> _OEFENINGSDOEL_
Haal alle regels uit de onderstaande lijst en geef ze woord voor woord weer. Laat de afbeeldingen daarbij weg.

> _VASTGELEGDE GEGEVENS_
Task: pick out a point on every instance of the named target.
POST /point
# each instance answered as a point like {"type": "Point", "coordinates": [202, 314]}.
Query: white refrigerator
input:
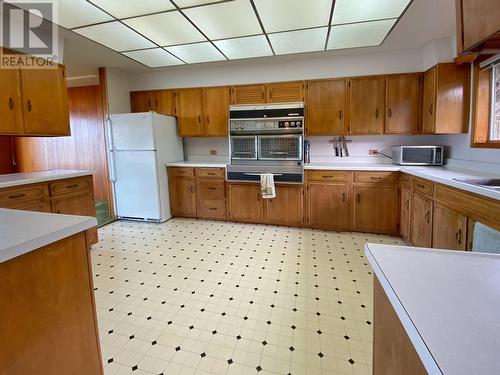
{"type": "Point", "coordinates": [139, 146]}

> _JUISTE ANTWOORD_
Task: pick out a point on every instance of the named target.
POST /point
# each instance answered as a point like {"type": "Point", "coordinates": [202, 314]}.
Query: white refrigerator
input:
{"type": "Point", "coordinates": [139, 146]}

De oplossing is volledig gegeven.